§ **YOUR INSTRUCTIONS**
Extract all data as written.

§ **DATA SHOWN**

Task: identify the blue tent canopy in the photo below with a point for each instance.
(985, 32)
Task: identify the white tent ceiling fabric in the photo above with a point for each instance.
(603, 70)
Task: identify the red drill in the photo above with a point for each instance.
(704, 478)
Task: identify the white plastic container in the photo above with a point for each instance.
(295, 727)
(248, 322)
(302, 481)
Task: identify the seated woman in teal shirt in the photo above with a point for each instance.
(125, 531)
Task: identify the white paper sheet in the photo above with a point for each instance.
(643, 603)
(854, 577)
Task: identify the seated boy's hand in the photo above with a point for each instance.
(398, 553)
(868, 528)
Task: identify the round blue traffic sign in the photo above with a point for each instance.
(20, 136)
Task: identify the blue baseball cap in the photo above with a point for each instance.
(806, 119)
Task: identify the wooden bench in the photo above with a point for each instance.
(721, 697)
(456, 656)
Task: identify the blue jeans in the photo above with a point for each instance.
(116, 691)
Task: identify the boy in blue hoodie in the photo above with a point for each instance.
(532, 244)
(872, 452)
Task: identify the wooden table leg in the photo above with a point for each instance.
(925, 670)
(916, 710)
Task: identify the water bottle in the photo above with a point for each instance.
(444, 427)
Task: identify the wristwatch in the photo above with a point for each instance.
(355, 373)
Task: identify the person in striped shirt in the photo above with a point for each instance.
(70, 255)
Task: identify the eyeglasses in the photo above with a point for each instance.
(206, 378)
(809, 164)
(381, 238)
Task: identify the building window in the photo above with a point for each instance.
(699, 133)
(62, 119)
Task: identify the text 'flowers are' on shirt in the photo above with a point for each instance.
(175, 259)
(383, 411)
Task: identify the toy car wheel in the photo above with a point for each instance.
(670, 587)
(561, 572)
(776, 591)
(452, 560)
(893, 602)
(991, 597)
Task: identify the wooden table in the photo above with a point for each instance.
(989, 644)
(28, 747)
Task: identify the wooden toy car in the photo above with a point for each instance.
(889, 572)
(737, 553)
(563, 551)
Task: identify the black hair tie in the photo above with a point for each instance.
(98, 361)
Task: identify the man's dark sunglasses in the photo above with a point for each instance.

§ **RESPONSE FOR THIS EXERCISE**
Task: identify the blue tent canopy in the photo below with a point for each instance.
(985, 32)
Task: identify the white tent ceiling fabric in the photo above with a point for each instance.
(603, 70)
Task: identify the red drill in the photo above with a point for each instance.
(704, 478)
Task: identify the white plastic container in the photo above with a point for each instance.
(295, 727)
(248, 322)
(302, 481)
Task: identify the seated woman in teal shirt in the photo above with a point for each instance.
(125, 531)
Task: identify the white paper sheet in the photo above with a point for each instance.
(643, 603)
(854, 577)
Task: identify the seated boy's hand in the photo above with a point for each instance.
(398, 553)
(868, 528)
Task: identify the round blue traffic sign in the photo above with a point for each instance.
(20, 136)
Task: identify the blue baseball cap in the photo above with a point for each instance.
(806, 119)
Task: identify the wooden bench in the photo above with a point for each instance.
(721, 697)
(456, 656)
Task: identify the blue jeans in the photo above with a point for each instance.
(116, 691)
Task: identify the boy in blue hoodie in the photo above with a point for each instance.
(532, 244)
(872, 452)
Task: identify the wooden table leg in the photo above with a point for each instance.
(925, 670)
(916, 710)
Task: identify the water bottle in the photo above with a point for each instance.
(444, 427)
Task: identify the wristwatch in the photo above with a point for each instance.
(355, 373)
Task: identify the person in striped shirt in the photo above with a point for each instance.
(70, 255)
Task: identify the eyeglasses in the photo above with a point for each instance.
(206, 378)
(809, 164)
(381, 238)
Task: identify the building window in the photo above with a point for each instance.
(699, 133)
(62, 119)
Task: identify the text 'flowers are' on shirt in the photo above with a point for each instance.
(175, 259)
(383, 411)
Task: identify the toy car wheel in the photo above with a point for each instance.
(670, 587)
(561, 572)
(776, 591)
(452, 560)
(893, 602)
(991, 597)
Task: identify the wooden table in the photo above with a point for each instance.
(989, 644)
(28, 747)
Task: identify the wooden toy car in the photo above with a point for each instance.
(889, 572)
(737, 553)
(563, 551)
Task: identify the black hair tie in the photo above with a point for each instance.
(98, 361)
Task: identify the man's dark sunglasses in the photo above with a point for each instance.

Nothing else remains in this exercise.